* _What you have to do_
Please print exactly the lines running from the one that contains "of the television" to the end of the data, with both lines included.

Material for this exercise START

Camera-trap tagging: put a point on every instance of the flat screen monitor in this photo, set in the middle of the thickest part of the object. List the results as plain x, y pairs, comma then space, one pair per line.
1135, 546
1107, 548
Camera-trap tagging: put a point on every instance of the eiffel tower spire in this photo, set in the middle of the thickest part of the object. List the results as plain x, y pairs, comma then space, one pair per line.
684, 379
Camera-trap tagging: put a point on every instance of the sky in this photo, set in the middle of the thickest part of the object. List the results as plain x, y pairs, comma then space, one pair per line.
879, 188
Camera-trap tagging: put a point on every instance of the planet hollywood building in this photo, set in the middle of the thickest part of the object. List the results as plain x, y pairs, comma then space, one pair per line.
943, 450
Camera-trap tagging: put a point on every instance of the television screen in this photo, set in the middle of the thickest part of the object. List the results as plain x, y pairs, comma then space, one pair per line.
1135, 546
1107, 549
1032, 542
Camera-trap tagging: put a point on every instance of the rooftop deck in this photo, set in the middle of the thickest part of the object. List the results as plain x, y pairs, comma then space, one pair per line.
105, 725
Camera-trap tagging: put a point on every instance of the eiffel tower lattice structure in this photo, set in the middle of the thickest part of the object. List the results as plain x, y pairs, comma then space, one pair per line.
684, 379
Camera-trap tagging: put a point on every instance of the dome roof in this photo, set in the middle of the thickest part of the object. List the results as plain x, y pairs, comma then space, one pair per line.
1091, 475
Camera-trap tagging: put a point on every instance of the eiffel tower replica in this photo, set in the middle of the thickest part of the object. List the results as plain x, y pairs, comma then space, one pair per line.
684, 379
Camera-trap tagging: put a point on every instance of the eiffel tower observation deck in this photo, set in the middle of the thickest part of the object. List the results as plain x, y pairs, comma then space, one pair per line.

Material for this exercise END

* _Exercise output_
Camera-trap tagging: put a point on every instance of the television screen in this photo, set in the middle of the thickest part of the object. List the results as plain x, y pairs, comma then space, one pair per line.
1135, 546
1107, 549
1032, 542
Camera-trap tagging: put a point on every instance of the rooftop deck in this photo, set in the middle of the thickest part of the object. List the results as plain x, y pairs, comma then space, one pair per line.
105, 725
Camera-trap tagging: put a point on every instance of the eiffel tower lattice structure in this photo, set in the middle of the thickest part of the object. List the results as plain x, y pairs, comma then space, one pair per line.
684, 379
Camera-trap tagging: put a point on every instance of the dome roof in this photo, set in the middle of the thickest part of the object. List the results as plain x, y pairs, comma then space, one pair per line.
1091, 475
Camera-trap tagging: put a point on every instance of the eiffel tower replica in this photo, set in the middle of the thickest part of the object. List the results as plain x, y pairs, comma then space, one pair per line.
684, 379
Camera-trap tagging: put a point on every instance of the eiffel tower observation deck in this photo, set in the middle of the thickest part of the object. List the results as plain x, y pairs, comma then space, one pair per line.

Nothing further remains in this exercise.